Extract all of the data and reproduce it precisely.

Material provided:
○ ○ ○ ○
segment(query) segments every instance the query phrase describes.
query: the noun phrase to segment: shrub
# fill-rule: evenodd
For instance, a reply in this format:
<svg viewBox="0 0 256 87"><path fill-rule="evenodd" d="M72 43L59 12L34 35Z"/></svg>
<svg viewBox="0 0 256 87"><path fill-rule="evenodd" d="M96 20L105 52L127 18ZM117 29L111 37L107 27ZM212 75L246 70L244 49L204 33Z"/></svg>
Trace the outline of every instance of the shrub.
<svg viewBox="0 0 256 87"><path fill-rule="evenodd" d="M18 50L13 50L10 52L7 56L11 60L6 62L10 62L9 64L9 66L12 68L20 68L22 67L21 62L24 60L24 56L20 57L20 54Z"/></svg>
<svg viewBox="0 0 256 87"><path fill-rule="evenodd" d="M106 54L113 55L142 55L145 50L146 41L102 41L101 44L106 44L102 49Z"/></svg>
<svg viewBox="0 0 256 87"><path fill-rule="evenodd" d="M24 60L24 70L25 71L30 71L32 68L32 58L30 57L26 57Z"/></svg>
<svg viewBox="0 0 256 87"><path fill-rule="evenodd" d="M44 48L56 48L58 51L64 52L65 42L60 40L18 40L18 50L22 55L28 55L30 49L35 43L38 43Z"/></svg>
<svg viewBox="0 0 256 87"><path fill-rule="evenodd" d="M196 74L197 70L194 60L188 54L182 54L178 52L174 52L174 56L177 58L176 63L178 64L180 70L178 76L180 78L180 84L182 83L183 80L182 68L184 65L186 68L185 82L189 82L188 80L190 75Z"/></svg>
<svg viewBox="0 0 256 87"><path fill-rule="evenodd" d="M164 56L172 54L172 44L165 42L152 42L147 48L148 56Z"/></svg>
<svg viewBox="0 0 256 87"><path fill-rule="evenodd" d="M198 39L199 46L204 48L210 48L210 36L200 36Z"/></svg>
○ ○ ○ ○
Correct result:
segment(query) segments every instance the query phrase describes.
query: the noun phrase to segment: shrub
# fill-rule: evenodd
For instance, a reply in this format:
<svg viewBox="0 0 256 87"><path fill-rule="evenodd" d="M72 43L59 12L34 35Z"/></svg>
<svg viewBox="0 0 256 87"><path fill-rule="evenodd" d="M96 20L105 52L127 18ZM117 29L111 37L107 27ZM212 75L246 70L244 49L204 33Z"/></svg>
Trace the outline of every instance of the shrub.
<svg viewBox="0 0 256 87"><path fill-rule="evenodd" d="M18 50L13 50L10 52L7 56L11 60L6 62L10 62L9 64L9 66L12 68L20 68L22 67L21 62L24 60L24 56L20 57L20 54Z"/></svg>
<svg viewBox="0 0 256 87"><path fill-rule="evenodd" d="M106 54L113 55L142 55L145 50L146 41L102 41L101 44L106 44L102 49Z"/></svg>
<svg viewBox="0 0 256 87"><path fill-rule="evenodd" d="M24 60L24 70L25 71L30 71L32 68L32 58L30 57L26 57Z"/></svg>
<svg viewBox="0 0 256 87"><path fill-rule="evenodd" d="M44 48L56 48L58 51L64 52L65 42L60 40L18 40L18 50L22 55L28 55L30 49L35 43L38 43Z"/></svg>
<svg viewBox="0 0 256 87"><path fill-rule="evenodd" d="M196 74L197 70L194 60L188 54L182 54L178 52L174 52L174 56L177 58L176 63L178 64L180 70L178 76L180 78L180 84L182 83L183 80L182 68L184 65L186 68L185 82L189 82L188 80L190 75Z"/></svg>
<svg viewBox="0 0 256 87"><path fill-rule="evenodd" d="M164 56L172 54L172 44L165 42L152 42L147 48L148 56Z"/></svg>
<svg viewBox="0 0 256 87"><path fill-rule="evenodd" d="M198 39L199 46L204 48L210 48L210 36L200 36Z"/></svg>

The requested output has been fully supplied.